In this post we will be looking at how validation can be done by implementing the IDataErrorInfo interface for a calculator we have been building as part of the Silverlight refactoring series.
The IDataErrorInfo interface gives you the ability to do validation without throwing exceptions.
The full solution for this post can be downloaded here.
Pre IDataErrorInfo
As you can see in the code below we are throwing exceptions in the setters for the two values we want to add together.
public string FirstValue
{
get { return _firstValue; }
set
{
_firstValue = value;
try
{
int.Parse(_firstValue);
}
catch (Exception)
{
throw new Exception("That's not a number");
}
OnPropertyChanged("FirstValue");
}
}
public string SecondValue
{
get { return _secondValue; }
set
{
_secondValue = value;
try
{
int.Parse(_secondValue);
}
catch (Exception)
{
throw new Exception("That's not a number");
}
OnPropertyChanged("SecondValue");
}
}
Implementing the IDataErrorInfo interface
The IDataErrorInfo interface consists of two properties.
For the Error property we can just return null because we don’t want to return a single error message for the entire object.
public string Error
{
get { return null; }
}
For the property which returns an error for a text box we could do the validation like this
public string this[string columnName]
{
get
{
string error = null;
switch (columnName)
{
case "FirstValue":
try
{
int.Parse(_firstValue);
}
catch (Exception)
{
error = "That is not a number";
}
break;
case "SecondValue":
try
{
int.Parse(_firstValue);
}
catch (Exception)
{
error = "That is not a number";
}
break;
}
return error;
}
}
But as we saw in a previous post about using ValidatesOnExceptions to do validation it’s much easier to write unit tests when there are separation of concerns and the ViewModel is not responsible for validation.
So this means we need to create a class for storing the validation error for each textbox
public class ValidationBase
{
public readonly Dictionary<string, string> Errors;
public ValidationBase()
{
Errors = new Dictionary<string, string>();
}
public void AddError(string propertyName, string message)
{
if (!Errors.ContainsKey(propertyName))
{
Errors[propertyName] = message;
}
}
public void RemoveErrors(string propertyName)
{
Errors.Remove(propertyName);
}
public string GetErrorMessageForProperty(string propertyName)
{
string message;
Errors.TryGetValue(propertyName, out message);
return message;
}
public bool HasErrors()

- _PROBLEM STATEMENT_
Resume the Silverlight calculator validation text right after its final line, public bool HasErrors(). The material that follows has no connection to the IDataErrorInfo validation text.

- _INFORMATION SUPPLIED_
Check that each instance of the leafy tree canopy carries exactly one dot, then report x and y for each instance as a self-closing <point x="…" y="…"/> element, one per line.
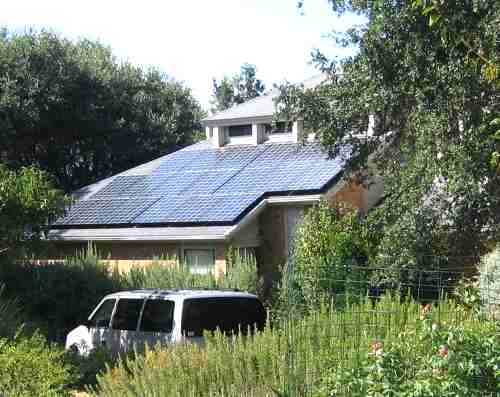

- _EXERCISE RESULT_
{
return Errors.Count != 0;
}
}
which is inherited by a CalculatorValidator class that returns a boolean value if the property value is not valid
[Export(typeof(ICalculatorValidator))]
public class CalculatorValidator : ValidationBase, ICalculatorValidator
{
[ImportMany]
public IEnumerable<ICalculatorValidationRule> CalculatorValidationRules { get; set; }
public bool IsPropertyValid(string propertyName, string value)
{
RemoveErrors(propertyName);
foreach (var calculatorValidationRule in CalculatorValidationRules)
{
if (!calculatorValidationRule.IsValid(value))
{
AddError(propertyName, calculatorValidationRule.ErrorMessage);
return false;
}
}
return true;
}
}
Now we can inject/import the CalculatorValidator into the ViewModel and use it to validate the users input.
As we only want the user to be able to click the calculate button when the form is valid we call we the CheckIfCalculteButtonShouldBeEnabled method when a text box value has changed.
[Export]
public class CalculatorViewModel : INotifyPropertyChanged, IDataErrorInfo
{
private string _firstValue;
private string _secondValue;
private string _result;
private readonly ICalculator _calculator;
private readonly RelayCommand _calculateCommand;
public event PropertyChangedEventHandler PropertyChanged;
private readonly ICalculatorValidator _calculatorValidator;
[ImportingConstructor]
public CalculatorViewModel(ICalculator calculator, ICalculatorValidator calculatorValidator)
{
_calculator = calculator;
_calculatorValidator = calculatorValidator;
_calculateCommand = new RelayCommand(Calculate) { IsEnabled = true };
_firstValue = "0";
_secondValue = "0";
}
public void Calculate()
{
Result = _calculator.Add(Convert.ToInt32(FirstValue), Convert.ToInt32(SecondValue)).ToString();
}
public string FirstValue
{
get { return _firstValue; }
set
{
_firstValue = value;
OnPropertyChanged("FirstValue");
}
}
public string SecondValue
{
get { return _secondValue; }
set
{
_secondValue = value;
OnPropertyChanged("SecondValue");
}
}
public void CheckIfCalculteButtonShouldBeEnabled()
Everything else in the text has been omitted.